— GOAL —
Please write out the data again, beginning at the line that has "Target: bush in yard" and stopping after the line that has "[(584, 46)]", keeping every line in that span and nothing outside it. Shift each coordinate in the answers by adding -123 to it, leaving all other lines unchanged.

-- BEGIN INFORMATION SUPPLIED --

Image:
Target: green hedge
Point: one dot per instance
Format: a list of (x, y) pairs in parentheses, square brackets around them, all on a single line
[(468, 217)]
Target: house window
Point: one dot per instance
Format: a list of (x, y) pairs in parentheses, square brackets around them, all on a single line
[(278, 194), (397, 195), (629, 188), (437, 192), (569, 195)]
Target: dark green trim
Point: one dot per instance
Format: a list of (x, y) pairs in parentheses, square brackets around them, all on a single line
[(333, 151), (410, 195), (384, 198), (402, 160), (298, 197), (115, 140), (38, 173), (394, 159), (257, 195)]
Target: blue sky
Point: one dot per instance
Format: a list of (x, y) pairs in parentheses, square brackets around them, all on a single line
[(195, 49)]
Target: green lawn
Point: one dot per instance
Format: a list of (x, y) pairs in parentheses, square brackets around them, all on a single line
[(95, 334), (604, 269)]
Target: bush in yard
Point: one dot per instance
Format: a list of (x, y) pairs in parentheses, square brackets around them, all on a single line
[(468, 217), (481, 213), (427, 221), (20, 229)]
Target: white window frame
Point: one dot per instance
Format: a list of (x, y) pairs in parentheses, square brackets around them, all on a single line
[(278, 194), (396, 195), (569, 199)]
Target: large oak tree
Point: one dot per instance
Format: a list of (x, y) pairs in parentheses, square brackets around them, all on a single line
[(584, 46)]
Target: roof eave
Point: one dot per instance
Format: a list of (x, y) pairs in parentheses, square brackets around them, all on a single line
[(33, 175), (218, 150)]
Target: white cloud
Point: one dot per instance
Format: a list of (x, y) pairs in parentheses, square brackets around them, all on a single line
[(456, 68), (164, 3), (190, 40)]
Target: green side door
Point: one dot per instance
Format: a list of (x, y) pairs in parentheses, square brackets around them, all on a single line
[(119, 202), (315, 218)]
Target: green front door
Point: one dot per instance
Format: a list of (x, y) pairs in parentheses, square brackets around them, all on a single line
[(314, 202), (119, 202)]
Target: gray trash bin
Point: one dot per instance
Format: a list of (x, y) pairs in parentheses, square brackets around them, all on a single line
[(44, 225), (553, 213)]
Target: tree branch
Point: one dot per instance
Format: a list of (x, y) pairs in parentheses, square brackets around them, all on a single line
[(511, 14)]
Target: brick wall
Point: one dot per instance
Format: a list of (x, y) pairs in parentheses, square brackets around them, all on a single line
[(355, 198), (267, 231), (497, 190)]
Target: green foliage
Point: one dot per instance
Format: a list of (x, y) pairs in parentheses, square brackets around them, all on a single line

-- END INFORMATION SUPPLIED --

— THE RESPONSE —
Target: bush in yard
Point: one dot per instance
Format: a list of (x, y) pairs in parentheses, square brackets around them, all on a single line
[(345, 94), (358, 90), (304, 98), (-103, 106)]
Target: white window frame
Point: one dot per instance
Format: a list of (x, y) pairs in parentheses, square brackets around them, all on a single line
[(155, 71), (273, 72), (446, 76)]
Target: large oak tree
Point: one dot per instance
Format: a list of (x, y) pairs in parentheses, square brackets around them, all on a single line
[(461, -77)]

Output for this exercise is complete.